- Tarefas propostas:
a: No texto sobre o ator que interpreta Angélico, quem o aconselhou a viajar?
b: Escreva a continuação do texto sobre o ator que interpreta Angélico a partir da última frase apresentada.

- Texto selecionado:
O público conhecerá Angélico aos poucos, justamente como o ator tem sido convidado a conhecê-lo. É mais uma dessas figuras que caminham na sombra, um lobo vestido de gentileza, atravessando a comunidade da Chacrinha com sorriso cordial e olhos atentos. "O mistério é atraente em qualquer ser humano", reflete. "O que me atraiu nele foi a descrição. A dificuldade de segurar a ansiedade do público e a minha também. É um personagem que vou descobrindo semana a semana." Ele não revela muito, mas entrega o essencial: "É um homem extremamente discreto, simpático e disponível. Ele precisa ser simpático para gerar confiança."

E é curioso ouvi-lo falar em controle: já interpretou sadomasoquistas, homens moralmente dúbios, vilões que se escondem na gentileza. Angélico, porém, é outro tipo de sombra: a que se confunde com a luz. E, para o intérprete desses indivíduos complexos, há um desafio ético na interpretação de quem manipula pessoas vulneráveis. O filho de um juiz e de uma procuradora da justiça, formado em psicologia e em administração de empresas, sabe, e mergulha nisso com verdade. "Todo mau caráter tem justificativa para si mesmo", defende. Para dar humanidade ao que nasce torto, o ator se obriga a enxergar de dentro, defendendo o personagem, encontrando traços que expliquem sua arrogante crença de estar certo. "É complexo. Às vezes, sofrido", reflete. A arte, ele lembra, também denuncia. E essa dualidade é o seu campo de batalha.

Da Europa ao Oriente Médio 

Quem vê Adriano hoje, com o domínio sereno de quem pisou palcos estrangeiros, talvez não imagine o tanto de chão que ele percorreu. Foi Raul Cortez quem lhe disse, em uma palestra da juventude: viajem. Não importa a distância; importa a ampliação do olhar. Ele viajou, e viu. O que encontrou do outro lado do oceano o modificou profundamente. "Trabalhar com pessoas que, a priori, eram tão diferentes de mim e, depois, quebrar o paradigma ao me enxergar nelas, como em um espelho… isso é lindo", celebra, como quem descobriu que o mundo cabe num set de filmagem.

- Dados fornecidos:
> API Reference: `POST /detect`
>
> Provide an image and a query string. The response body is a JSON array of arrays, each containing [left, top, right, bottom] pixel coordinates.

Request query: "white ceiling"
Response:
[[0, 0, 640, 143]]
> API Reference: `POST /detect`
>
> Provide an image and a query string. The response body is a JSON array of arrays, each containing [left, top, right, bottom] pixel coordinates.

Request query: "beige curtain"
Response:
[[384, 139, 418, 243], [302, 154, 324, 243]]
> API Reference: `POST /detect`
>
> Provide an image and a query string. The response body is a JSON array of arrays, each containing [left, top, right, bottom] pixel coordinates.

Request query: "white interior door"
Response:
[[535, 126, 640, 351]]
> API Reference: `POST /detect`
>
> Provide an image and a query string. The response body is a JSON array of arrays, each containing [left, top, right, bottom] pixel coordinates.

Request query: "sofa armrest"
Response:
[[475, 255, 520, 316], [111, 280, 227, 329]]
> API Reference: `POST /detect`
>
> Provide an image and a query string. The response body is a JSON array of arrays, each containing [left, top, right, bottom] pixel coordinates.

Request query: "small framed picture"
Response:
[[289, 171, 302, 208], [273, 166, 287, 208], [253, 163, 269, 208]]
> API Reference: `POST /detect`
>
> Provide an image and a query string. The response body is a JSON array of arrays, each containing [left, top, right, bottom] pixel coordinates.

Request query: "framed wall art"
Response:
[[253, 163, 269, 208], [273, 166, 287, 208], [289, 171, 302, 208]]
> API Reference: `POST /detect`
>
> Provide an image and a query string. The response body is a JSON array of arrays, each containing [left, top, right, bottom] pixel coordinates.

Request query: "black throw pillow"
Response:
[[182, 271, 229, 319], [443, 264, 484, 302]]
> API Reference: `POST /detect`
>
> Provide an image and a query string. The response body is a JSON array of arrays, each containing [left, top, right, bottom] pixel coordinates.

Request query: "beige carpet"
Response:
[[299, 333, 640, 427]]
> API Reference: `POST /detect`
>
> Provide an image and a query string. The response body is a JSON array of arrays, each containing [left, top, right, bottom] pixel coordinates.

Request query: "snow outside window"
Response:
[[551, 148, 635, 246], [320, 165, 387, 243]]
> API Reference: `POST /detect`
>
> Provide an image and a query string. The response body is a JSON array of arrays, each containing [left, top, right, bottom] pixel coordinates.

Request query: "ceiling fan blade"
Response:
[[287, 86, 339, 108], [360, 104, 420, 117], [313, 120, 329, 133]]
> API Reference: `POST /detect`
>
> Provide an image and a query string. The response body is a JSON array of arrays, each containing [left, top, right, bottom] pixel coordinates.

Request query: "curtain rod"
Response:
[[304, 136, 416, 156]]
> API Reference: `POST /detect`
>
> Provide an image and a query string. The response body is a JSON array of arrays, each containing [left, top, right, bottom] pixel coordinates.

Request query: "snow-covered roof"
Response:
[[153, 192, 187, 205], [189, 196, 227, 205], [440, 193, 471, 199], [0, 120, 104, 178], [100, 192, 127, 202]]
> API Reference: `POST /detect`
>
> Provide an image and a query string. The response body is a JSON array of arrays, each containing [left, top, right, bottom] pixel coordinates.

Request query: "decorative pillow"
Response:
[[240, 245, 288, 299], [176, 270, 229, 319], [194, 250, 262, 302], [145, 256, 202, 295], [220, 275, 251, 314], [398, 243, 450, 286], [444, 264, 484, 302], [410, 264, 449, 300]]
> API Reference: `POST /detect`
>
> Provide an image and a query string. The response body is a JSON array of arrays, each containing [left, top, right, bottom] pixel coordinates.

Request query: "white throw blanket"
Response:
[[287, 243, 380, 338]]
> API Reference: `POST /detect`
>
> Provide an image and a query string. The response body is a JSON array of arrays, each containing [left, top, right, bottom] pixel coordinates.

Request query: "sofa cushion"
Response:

- Respostas por tarefa:
a: Raul Cortez, em uma palestra da juventude.

b:
Seu início em Portugal foi um pouso suave, sem as resistências que esperava. "Foi mais fácil que no Brasil", ele ri, como quem ainda estranha essa facilidade. O público acolheu, os colegas abraçaram e o sucesso veio rápido, com novelas premiadas — como Ouro Verde, que, assim como a brasileira Verdades secretas, ganhou o Emmy Internacional — e audiência fiel. Mas, com o tempo, um incômodo brotou silencioso: "Eu entendi que sempre seria considerado estrangeiro. Isso fez sofrer". Ao mesmo tempo, foi lá que ele se encontrou como apresentador, ao vivo, sem quarta parede, sem o escudo do personagem. No comando do Somos Portugal, entrevistando portugueses, descobriu que também ali existe dramaturgia.

Adriano Toloza como um delinquente em Texas, filme do Irã
Um delinquente em Texas, trilogia iraniana (foto: Arquivo pessoal)

A aventura iraniana foi ainda mais inesperada. Um filme rodado no Brasil, o choque cultural como enredo, legendado para um público distante. O sucesso do longa Texas explodiu no Oriente Médio, e quando chegaram as sequências, já era ele quem atravessava o mapa para filmar em Teerã. "Tive que me beliscar para acreditar", emociona-se. O país que muitos não conhecem fora dos noticiários o acolheu com entusiasmo e poesia. "O Irã é lindo. Cultura rica. Uma arte poderosa. Uma culinária que nunca vi igual", elogia. Foi ali que o leonino decidiu ir além do encantamento e entrar de fato na língua: aprender persa para fazer personagens que falassem com o público no idioma deles. "Quanto mais consigo me comunicar, mais me estimulo", garante. Seu quarto filme no Irã, Man with glasses, ele gravou quase todo em persa, apenas com algumas cenas em inglês. Que ator de novelas brasileiras pode dizer o mesmo?

Entre cafés inexistentes nos intervalos de gravação iranianos — sempre chá — e taças de vinho no almoço nas equipes portuguesas, ele foi colecionando diferenças que, no fundo, revelavam semelhanças. "Produção audiovisual é produção audiovisual no mundo inteiro", assinala. Onde há câmera, há humanidade, e é nela que Toloza se ancora.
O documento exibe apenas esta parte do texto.